Task prompt: Gather every line in the entries below that contains the string "Target", treating uppercase and lowercase letters as distinct.

>>

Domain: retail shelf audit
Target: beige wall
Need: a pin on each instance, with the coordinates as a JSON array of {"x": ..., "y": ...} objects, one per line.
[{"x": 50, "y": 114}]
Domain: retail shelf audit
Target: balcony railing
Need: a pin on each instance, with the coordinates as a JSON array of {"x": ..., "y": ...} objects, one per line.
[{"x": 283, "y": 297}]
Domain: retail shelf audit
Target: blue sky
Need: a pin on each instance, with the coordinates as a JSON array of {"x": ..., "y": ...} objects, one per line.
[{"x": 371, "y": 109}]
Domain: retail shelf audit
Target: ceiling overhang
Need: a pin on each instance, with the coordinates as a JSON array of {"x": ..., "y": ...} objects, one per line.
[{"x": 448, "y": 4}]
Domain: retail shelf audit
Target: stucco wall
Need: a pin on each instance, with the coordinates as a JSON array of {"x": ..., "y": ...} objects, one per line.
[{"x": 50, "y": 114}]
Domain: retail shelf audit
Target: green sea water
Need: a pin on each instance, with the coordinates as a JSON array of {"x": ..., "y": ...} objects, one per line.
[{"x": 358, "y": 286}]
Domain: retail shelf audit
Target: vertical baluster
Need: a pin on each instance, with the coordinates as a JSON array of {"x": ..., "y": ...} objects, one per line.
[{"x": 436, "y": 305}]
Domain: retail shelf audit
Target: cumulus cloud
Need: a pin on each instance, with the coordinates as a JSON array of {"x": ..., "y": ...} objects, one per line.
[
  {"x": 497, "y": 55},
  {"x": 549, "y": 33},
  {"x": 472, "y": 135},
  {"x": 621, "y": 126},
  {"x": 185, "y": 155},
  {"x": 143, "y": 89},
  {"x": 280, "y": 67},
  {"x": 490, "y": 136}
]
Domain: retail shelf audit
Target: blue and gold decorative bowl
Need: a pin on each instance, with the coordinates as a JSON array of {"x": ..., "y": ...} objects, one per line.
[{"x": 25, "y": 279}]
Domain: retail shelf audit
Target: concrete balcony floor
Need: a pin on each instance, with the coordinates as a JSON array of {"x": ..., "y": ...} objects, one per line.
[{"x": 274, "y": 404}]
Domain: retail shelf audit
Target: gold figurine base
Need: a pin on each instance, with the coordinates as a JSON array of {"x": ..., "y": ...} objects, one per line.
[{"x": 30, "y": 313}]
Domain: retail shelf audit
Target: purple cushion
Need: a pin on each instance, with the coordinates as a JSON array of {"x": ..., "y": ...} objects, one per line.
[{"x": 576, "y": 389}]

<<

Correct response:
Target: beige wall
Target: balcony railing
Target: blue sky
Target: ceiling overhang
Target: stucco wall
Target: green sea water
Target: vertical baluster
Target: cumulus cloud
Target: blue and gold decorative bowl
Target: concrete balcony floor
Target: gold figurine base
Target: purple cushion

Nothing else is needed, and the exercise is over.